### Task to complete:
Find and copy each line in the material below where the string "grill" occurs.
═══ Recorded data
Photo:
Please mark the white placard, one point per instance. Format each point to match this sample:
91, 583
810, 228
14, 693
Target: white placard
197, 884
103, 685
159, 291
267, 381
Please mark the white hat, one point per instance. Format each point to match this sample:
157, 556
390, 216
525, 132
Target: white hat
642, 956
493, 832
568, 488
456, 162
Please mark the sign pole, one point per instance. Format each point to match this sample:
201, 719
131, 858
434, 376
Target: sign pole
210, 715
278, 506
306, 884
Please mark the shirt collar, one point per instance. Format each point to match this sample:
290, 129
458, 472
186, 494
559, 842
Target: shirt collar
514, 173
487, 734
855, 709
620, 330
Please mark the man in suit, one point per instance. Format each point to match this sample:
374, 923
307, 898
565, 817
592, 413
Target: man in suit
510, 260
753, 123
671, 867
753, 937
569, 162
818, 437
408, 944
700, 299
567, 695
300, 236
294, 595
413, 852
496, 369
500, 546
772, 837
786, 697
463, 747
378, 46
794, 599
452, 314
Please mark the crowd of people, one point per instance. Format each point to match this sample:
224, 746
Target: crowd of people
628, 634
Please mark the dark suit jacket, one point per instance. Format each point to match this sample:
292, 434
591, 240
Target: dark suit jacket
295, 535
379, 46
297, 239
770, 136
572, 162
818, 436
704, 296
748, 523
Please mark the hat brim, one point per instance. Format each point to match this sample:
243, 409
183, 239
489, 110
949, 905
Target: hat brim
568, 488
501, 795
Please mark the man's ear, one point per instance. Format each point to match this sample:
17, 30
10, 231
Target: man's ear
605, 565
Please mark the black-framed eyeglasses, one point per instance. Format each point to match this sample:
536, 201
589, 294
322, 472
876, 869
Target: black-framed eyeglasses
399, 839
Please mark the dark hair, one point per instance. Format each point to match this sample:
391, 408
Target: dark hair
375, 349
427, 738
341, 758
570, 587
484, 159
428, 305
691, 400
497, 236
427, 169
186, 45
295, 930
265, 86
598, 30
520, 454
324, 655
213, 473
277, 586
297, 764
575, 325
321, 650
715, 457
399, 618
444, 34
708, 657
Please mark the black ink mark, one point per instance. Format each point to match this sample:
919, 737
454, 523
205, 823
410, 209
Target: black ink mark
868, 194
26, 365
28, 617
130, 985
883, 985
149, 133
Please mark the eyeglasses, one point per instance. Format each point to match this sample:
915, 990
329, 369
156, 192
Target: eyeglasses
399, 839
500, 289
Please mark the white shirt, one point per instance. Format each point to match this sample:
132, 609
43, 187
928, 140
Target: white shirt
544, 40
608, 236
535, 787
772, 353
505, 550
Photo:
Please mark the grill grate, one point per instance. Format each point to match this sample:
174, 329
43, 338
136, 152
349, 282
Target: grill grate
══════
### Problem solution:
Please mark the grill grate, one point per instance. Format each point to match this sample:
Target: grill grate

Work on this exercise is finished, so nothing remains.